文档片段:
全局安装typescript:
- npm install -g typescript
目前版本2.0.3,这个版本不再需要使用typings命令了。但是vscode捆绑的版本是1.8的,需要一些配置工作,看本文的处理办法。
测试tsc命令:
- tsc
创建要写的程序项目文件夹:
- mkdir test-typescript-spider
进入该文件夹:
- cd test-typescript-spider
初始化项目:
- npm init
安装superagent和cheerio模块:
- npm i --save superagent cheerio
安装对应的类型声明模块:
- npm i -s @types/superagent --save
- npm i -s @types/cheerio --save
安装项目内的typescript(必须走这一步):
- npm i --save typescript
用vscode打开项目文件夹。在该文件夹下创建tsconfig.json文件,并复制以下配置代码进去:
- {
- "compilerOptions": {
- "target": "ES6",
- "module": "commonjs",
- "noEmitOnError": true,
- "noImplicitAny": true,
- "experimentalDecorators": true,
- "sourceMap": false,
- // "sourceRoot": "./",
- "outDir": "./out"
- },
- "exclude": [
- "node_modules"
- ]
- }
在vscode打开“文件”-“首选项”-“工作区设置”在settings.json中加入(如果不做这个配置,vscode会在打开项目的时候提示选择哪个版本的typescript):
- {
- "typescript.tsdk": "node_modules/typescript/lib"
- }
创建api.ts文件,复制以下代码进去:
- import superagent = require('superagent');
- import cheerio = require('cheerio');
- export const remote_get = function(url: string) {
- const promise = new Promise<superagent.Response>(function (resolve, reject) {
- superagent.get(url)
- .end(function (err, res) {
- if (!err) {
- resolve(res);
- } else {
- console.log(err)
- reject(err);
- }
- });
- });
- return promise;
- }
创建app.ts文件,书写测试代码:
- import api = require('./api');
- const go = async () => {
- let res = await api.remote_get('http://www.baidu.com/');
- console.log(res.text);
- }
- go();
执行命令:
- tsc
然后:
- node out/app
观察输出是否正确。
现在尝试抓取http://cnodejs.org/的第一页文章链接。
修改app.ts文件,代码如下:
- import api = require('./api');
- import cheerio = require('cheerio');
- const go = async () => {
- const res = await api.remote_get('http://cnodejs.org/');
- const $ = cheerio.load(res.text);
- let urls: string[] = [];
- let titles: string[] = [];
- $('.topic_title_wrapper').each((index, element) => {
- titles.push($(element).find('.topic_title').first().text().trim());
- urls.push('http://cnodejs.org/' + $(element).find('.topic_title').first().attr('href'));
- })

任务目标 1:
判断下列三个说法是否符合TypeScript爬虫教程的内容，每项回答“是”或“否”，并原样引用教程中起决定作用的文字：(a) 全局安装的typescript 2.0.3版本仍然需要使用typings命令；(b) tsconfig.json中的输出目录设为./out；(c) 在项目内安装typescript是可以省略的步骤。
任务目标 2:
从TypeScript爬虫教程最后一行之后往下续写。
这份清单和TypeScript爬虫教程没有关系。

提取清单:
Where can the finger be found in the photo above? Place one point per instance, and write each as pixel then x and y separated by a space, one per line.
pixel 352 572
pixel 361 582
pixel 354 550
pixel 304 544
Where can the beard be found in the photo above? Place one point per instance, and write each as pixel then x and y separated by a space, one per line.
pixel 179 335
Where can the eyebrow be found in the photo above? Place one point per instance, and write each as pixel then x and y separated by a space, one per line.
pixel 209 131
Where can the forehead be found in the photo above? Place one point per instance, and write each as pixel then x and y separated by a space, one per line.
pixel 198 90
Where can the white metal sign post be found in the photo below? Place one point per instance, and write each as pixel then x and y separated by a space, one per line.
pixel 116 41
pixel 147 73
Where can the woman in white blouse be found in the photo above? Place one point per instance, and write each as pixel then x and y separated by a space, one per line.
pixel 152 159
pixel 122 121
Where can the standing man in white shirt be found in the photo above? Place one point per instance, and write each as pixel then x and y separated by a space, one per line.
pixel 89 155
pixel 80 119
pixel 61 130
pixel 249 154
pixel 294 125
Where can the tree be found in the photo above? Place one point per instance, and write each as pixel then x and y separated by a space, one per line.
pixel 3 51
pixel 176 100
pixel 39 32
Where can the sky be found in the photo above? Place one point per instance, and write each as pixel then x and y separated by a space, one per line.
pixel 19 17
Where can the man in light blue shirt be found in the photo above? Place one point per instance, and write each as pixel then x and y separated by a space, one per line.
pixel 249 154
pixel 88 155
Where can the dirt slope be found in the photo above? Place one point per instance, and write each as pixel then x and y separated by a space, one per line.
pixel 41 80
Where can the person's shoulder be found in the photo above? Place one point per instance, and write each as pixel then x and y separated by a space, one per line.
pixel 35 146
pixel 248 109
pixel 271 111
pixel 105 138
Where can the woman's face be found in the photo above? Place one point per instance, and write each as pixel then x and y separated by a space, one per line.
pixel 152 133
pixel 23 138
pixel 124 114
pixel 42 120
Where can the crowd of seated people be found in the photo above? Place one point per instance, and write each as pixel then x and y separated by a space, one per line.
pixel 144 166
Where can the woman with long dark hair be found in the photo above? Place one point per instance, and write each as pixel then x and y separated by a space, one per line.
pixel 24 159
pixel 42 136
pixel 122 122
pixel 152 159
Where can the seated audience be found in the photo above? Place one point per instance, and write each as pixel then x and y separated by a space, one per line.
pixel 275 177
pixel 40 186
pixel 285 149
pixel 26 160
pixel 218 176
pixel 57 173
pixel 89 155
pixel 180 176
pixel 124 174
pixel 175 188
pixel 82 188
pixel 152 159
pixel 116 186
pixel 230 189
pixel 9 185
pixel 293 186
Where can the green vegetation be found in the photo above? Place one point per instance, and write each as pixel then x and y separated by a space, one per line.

参考答案 1:
(a) 否。「这个版本不再需要使用typings命令了」
(b) 是。「"outDir": "./out"」
(c) 否。「安装项目内的typescript(必须走这一步)」

参考答案 2:
- console.log(titles, urls);
- }
- go();
观察输出,文章的标题和链接都已获取到了。
现在尝试深入抓取文章内容
- import api = require('./api');
- import cheerio = require('cheerio');
- const go = async () => {
- const res = await api.remote_get('http://cnodejs.org/');
- const $ = cheerio.load(res.text);
- $('.topic_title_wrapper').each(async (index, element) => {
- let url = ('http://cnodejs.org' + $(element).find('.topic_title').first().attr('href'));
- const res_content = await api.remote_get(url);
- const $_content = cheerio.load(res_content.text);
- console.log($_content('.topic_content').first().text());
- })
- }
- go();
可以发现因为访问服务器太迅猛,导致出现很多次503错误。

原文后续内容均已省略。